**DATA ROWS**

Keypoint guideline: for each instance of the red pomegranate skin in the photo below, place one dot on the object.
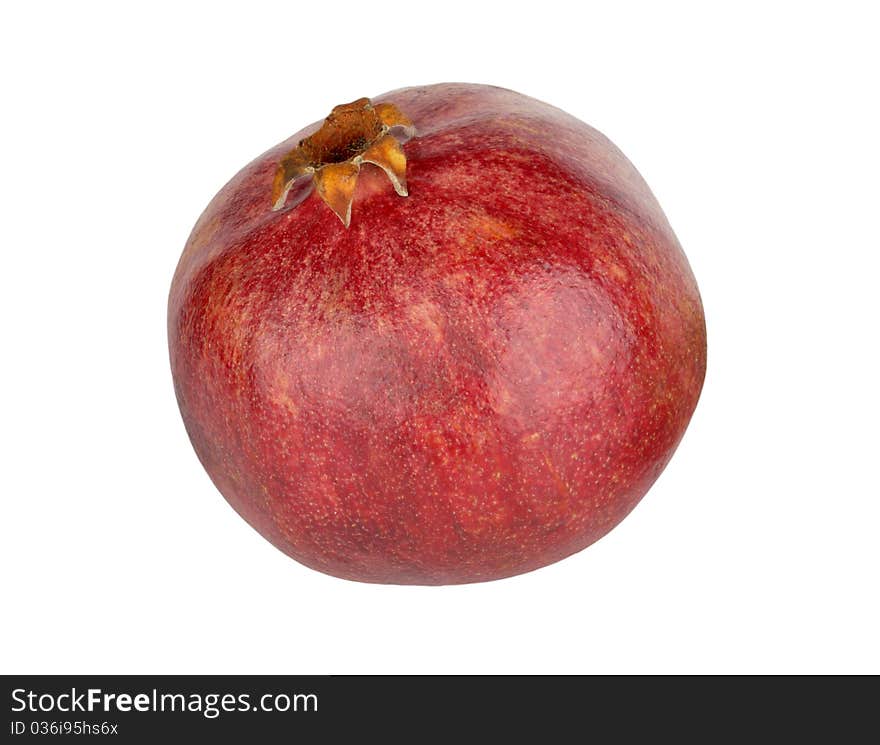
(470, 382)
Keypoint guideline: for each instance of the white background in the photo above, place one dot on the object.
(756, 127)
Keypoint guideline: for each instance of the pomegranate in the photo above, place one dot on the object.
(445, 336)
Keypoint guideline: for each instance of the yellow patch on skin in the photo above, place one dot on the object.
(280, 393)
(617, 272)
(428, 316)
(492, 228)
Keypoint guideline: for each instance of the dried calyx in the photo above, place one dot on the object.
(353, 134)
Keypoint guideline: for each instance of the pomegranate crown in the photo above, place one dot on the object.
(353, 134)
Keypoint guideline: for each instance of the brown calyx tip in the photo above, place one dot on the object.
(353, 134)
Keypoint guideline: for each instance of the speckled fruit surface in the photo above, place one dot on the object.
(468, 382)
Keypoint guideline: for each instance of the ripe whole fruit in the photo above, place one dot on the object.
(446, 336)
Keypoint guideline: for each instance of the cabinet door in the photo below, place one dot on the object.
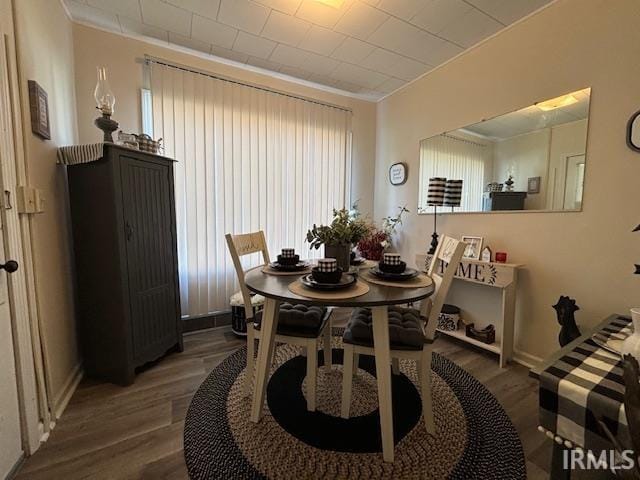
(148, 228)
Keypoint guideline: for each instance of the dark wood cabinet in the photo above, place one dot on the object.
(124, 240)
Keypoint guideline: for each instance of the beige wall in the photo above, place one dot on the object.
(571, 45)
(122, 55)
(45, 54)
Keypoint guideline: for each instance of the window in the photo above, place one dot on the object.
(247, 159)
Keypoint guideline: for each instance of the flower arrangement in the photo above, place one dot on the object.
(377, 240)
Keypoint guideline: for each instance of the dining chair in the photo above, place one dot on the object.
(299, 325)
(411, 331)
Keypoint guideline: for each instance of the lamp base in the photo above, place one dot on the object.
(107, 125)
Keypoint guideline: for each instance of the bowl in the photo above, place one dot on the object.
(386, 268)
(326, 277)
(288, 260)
* * *
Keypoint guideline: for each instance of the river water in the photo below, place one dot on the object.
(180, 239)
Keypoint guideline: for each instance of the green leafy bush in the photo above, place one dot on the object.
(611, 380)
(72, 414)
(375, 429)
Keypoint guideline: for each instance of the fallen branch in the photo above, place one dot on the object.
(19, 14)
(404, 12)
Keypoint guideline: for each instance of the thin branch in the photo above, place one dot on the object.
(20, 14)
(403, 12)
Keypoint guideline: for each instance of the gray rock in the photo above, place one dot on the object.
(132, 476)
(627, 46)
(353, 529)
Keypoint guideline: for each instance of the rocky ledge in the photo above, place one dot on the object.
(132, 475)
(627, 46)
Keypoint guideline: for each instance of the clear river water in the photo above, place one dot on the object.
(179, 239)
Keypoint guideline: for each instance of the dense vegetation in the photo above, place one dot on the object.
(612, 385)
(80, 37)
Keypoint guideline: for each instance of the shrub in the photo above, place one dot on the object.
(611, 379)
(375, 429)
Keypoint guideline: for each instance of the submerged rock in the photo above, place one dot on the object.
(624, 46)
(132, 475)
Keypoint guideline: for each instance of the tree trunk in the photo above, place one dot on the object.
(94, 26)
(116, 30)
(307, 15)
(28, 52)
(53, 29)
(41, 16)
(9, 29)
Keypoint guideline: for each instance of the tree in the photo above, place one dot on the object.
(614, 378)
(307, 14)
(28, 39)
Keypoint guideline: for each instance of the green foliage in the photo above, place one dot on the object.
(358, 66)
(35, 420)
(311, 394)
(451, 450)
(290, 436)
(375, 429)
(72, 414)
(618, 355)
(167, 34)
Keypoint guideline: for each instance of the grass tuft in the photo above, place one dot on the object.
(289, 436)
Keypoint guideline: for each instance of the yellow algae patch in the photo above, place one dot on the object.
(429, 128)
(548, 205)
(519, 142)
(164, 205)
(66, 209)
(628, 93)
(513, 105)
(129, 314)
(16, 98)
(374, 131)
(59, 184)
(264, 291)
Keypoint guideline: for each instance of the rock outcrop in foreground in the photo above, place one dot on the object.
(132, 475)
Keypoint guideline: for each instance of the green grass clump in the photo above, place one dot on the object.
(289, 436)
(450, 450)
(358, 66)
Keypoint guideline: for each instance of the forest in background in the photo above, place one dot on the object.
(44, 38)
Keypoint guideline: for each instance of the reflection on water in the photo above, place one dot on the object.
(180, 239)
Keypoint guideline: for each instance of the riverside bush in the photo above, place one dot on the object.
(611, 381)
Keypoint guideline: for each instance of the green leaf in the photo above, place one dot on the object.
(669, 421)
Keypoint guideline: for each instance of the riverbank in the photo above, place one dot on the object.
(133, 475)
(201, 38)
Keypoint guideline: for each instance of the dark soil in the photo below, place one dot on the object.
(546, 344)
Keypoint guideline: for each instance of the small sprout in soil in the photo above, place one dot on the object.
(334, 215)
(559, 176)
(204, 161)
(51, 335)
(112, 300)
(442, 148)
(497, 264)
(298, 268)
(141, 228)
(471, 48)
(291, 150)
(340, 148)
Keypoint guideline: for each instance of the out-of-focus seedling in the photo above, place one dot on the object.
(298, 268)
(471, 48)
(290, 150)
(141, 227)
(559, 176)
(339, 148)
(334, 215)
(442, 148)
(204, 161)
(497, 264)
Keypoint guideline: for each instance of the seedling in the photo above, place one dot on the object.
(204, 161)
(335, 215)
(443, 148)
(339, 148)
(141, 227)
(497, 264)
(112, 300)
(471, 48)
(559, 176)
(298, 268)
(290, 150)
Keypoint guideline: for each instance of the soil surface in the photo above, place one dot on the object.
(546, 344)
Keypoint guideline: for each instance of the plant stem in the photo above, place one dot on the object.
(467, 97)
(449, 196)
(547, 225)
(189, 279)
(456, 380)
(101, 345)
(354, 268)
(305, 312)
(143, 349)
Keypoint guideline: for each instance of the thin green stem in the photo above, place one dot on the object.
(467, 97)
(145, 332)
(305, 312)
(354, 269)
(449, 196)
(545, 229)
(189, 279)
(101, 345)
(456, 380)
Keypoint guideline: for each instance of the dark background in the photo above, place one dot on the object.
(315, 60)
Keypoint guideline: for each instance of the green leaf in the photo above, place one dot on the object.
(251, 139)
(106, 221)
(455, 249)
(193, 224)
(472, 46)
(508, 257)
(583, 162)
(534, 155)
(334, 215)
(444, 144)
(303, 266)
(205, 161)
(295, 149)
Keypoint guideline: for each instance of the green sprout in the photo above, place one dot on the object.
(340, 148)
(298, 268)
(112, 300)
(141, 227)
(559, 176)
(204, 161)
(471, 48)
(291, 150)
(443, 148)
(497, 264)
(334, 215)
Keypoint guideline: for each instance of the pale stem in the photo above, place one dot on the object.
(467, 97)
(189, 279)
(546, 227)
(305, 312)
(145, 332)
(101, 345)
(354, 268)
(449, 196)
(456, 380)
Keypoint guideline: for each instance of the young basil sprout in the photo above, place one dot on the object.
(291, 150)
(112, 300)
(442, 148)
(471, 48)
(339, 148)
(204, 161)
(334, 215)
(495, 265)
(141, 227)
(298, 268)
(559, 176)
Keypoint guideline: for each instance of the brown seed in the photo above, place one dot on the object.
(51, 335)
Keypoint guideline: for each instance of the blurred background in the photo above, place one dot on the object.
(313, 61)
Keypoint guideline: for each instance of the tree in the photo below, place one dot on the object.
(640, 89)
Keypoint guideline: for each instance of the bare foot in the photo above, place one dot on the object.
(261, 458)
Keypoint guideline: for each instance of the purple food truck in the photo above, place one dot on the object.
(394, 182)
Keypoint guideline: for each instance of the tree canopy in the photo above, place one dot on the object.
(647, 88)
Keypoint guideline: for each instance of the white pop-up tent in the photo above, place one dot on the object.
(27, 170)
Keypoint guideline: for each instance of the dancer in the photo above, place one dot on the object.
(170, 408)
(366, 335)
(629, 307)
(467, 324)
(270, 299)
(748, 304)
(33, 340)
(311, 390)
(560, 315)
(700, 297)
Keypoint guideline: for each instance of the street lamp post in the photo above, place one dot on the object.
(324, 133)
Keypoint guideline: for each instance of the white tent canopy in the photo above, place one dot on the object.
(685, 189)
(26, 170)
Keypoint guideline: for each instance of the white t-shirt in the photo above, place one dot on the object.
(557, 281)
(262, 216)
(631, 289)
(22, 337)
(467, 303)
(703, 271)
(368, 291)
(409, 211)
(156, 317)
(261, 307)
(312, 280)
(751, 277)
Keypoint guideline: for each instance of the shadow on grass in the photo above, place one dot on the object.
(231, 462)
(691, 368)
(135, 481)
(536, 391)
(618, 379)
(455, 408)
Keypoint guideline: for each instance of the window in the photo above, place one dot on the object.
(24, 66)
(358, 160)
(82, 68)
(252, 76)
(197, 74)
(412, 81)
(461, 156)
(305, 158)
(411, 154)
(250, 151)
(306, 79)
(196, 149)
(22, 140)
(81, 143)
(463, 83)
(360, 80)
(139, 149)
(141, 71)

**GIVEN PROBLEM**
Filter the entries above and copy every line that contains the word "background". Case counts, so copy only the lines where the string appears in that exact case.

**WRITTEN REPLY**
Keypoint guideline: for each instance of the white background in the photo above, place one dot on the object.
Keypoint guideline: for each instance of the forest in background in the photo above, place one dot on the object.
Keypoint guideline: for each instance of the dark background in the photo above, place one dot on the object.
Keypoint guideline: for each instance of the blurred background in the photo above, place one dot on the object.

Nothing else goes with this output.